-- Textauszug --

==*==

In der vergangenen Woche hat die Bundesärztekammer einen bislang geheim gehaltenen Bericht an die Presse gegeben; die darin festgestellten Tatsachen werfen kein gutes Licht auf die Behauptungen Kirstes. In der Auseinandersetzung zwischen ihm und der taz geht es um einen Zeitungsbeitrag über eine Organspende, die im Dezember 2005 in Düsseldorf stattgefunden hat.

Wie zuvor auch die Süddeutsche Zeitung berichtet hatte, war dort der Hirntod des Spenders vor der Entnahme seiner Organe womöglich nicht so gründlich untersucht worden, wie es das Transplantationsgesetz mit guten Gründen verlangt. Welcher Organspender möchte schon, dass ihm Herz und Nieren bei lebendigem Leib entnommen werden? Mindestens zwei Ärzte müssen daher zu jeweils zwei verschiedenen Zeitpunkten den Hirntod feststellen, sofern sie keine technischen Hilfsmittel wie ein EEG verwenden.

Als jedoch dem Spender in Düsseldorf die Organe entnommen wurden, lagen nicht alle Protokolle über die erforderlichen vier Hirntoduntersuchungen vor. Weil eine Krankenschwester den Fall anzeigte, befasste sich die für die Prüfung solcher Vorgänge zuständige Überwachungskommission der Bundesärztekammer mit der Sache. Schließlich ist die Organentnahme ohne richtlinienkonforme Hirntodfeststellung strafbar.

Der nun bekannt gewordene Bericht der Überwachungskommission vom Februar 2010 könnte die eidesstattliche Versicherung des DSO-Vorstandes in Frage stellen. Kirste hatte behauptet, dass "alle vier Untersuchungen stattgefunden haben". Eines der vier Protokolle sei "lediglich bei der Entnahme selbst nicht mehr auffindbar" gewesen, "vermutlich weil es in eine falsche Akte abgelegt worden war."

==*==

-- Deine Aufgaben --
• A. Wer hat laut dem Text über die Organspende in Düsseldorf den Fall angezeigt?
• B. Schreib den Text über die Organspende in Düsseldorf nach seinem letzten Satz weiter.

==*==

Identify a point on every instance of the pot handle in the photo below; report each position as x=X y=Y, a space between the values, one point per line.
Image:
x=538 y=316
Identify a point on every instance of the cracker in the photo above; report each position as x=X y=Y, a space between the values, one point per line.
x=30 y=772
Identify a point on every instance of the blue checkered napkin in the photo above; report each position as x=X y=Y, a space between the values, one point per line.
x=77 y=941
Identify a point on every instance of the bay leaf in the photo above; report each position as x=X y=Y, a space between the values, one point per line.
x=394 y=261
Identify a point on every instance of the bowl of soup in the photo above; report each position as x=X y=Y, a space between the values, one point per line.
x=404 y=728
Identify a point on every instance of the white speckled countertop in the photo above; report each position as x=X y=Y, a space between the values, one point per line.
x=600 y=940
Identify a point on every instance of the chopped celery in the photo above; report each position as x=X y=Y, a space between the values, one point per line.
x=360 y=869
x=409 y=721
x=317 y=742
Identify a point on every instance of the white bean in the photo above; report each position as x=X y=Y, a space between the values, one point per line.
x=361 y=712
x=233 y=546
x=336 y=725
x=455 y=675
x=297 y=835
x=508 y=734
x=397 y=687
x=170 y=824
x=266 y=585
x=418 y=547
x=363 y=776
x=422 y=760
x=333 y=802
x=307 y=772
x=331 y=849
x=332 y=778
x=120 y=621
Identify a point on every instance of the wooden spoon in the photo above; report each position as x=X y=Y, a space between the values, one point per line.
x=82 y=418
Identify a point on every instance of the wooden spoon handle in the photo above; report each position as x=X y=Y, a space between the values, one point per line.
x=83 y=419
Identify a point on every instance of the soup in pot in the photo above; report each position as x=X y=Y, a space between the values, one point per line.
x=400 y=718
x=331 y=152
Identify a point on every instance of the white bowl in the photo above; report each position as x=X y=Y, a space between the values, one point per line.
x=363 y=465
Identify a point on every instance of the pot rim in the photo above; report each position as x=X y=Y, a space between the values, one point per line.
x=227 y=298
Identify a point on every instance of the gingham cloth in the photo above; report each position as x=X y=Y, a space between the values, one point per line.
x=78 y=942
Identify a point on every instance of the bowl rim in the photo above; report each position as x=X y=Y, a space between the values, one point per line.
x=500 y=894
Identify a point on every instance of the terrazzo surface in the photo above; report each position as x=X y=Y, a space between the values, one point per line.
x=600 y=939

==*==

-- Lösungen --
• A. Eine Krankenschwester.

• B.
Dies bezweifelt die Überwachungskommission: Das fehlende Protokoll tauchte auch nach der Organspende nicht mehr auf. "Die Bemühungen der Kommission um das fehlende Protokoll blieben erfolglos", schreiben die Prüfer in ihrem Bericht. "Seine Existenz ist unwahrscheinlich in dem Sinn, dass mehr und Wichtigeres dagegen als dafür spricht."

So habe sich nicht einmal der Name des Arztes eruieren lassen, der die fehlende Untersuchung durchgeführt haben soll. Auch wurde nie ein Arzt für die Untersuchung honoriert. Die Kommission bemängelt "die Erinnerungsschwierigkeiten" von DSO-Mitarbeitern, die ihr angesichts der Tatsache, dass ihnen "die Brisanz der Sache bewusst" gewesen sein muss, "problematisch erscheinen".

DSO-Vorstand Kirste widerspricht

DSO-Vorstand Kirste ließ am Donnerstag auf Anfrage über seine Anwälte mitteilen, die Angaben in seiner eidesstattlichen Versicherung seien richtig. Dass alle vier Untersuchungen stattgefunden haben, werde durch die Aussage eines Mitarbeiters, alle vier Protokolle gesehen zu haben, bestätigt.

Irritierend wirkt indes, dass der DSO-Vorstand in der eidesstattlichen Versicherung explizit einen Totenschein im Zusammenhang mit der Organentnahme erwähnt: "Es lag sogar ein Totenschein vor, so dass der Tod des Spenders zweifelsfrei feststand und auch alle Voraussetzungen für eine Organentnahme vorlagen", versicherte er.

Die Überwachungskommission betont hingegen, dass "die amtliche Todesbescheinigung die Hirntodprotokollierung nicht ohne weiteres ersetzen und nicht für sich allein eine Organentnahme zulässig machen" kann. Noch dazu ist der Totenschein in dem Düsseldorfer Fall fragwürdig. Denn die Ärztin, die ihn ausstellte, berief sich dabei einerseits auf die Feststellung des Hirntods durch andere. Andererseits will sie den Totenschein "nach eigenen Feststellungen" ausgestellt haben. Beides ist schwerlich miteinander vereinbar.

"Es gibt meines Wissens keine ausdrückliche Regelung, dass bei der Entnahme beide bzw. alle vier Protokolle vorliegen müssen", versicherte Kirste an Eides statt. Und auch seine Anwälte argumentieren nun: Diese müssten lediglich "angefertigt worden sein", aber laut Gesetz nicht "bei der Entnahme vorliegen".

Immerhin: Trotz der rechtlichen Unstimmigkeiten scheint es medizinisch gesehen am Hirntod des Organspenders von Düsseldorf keine Zweifel zu geben. Der Spender habe, wie sich der Untersuchungskommission zufolge bei der Leichenschau herausstellte, eine so massive Hirnblutung gehabt, "dass das Gehirn zur Zeit der Organ-Entnahme abgestorben war und dass er demnach tot gewesen ist."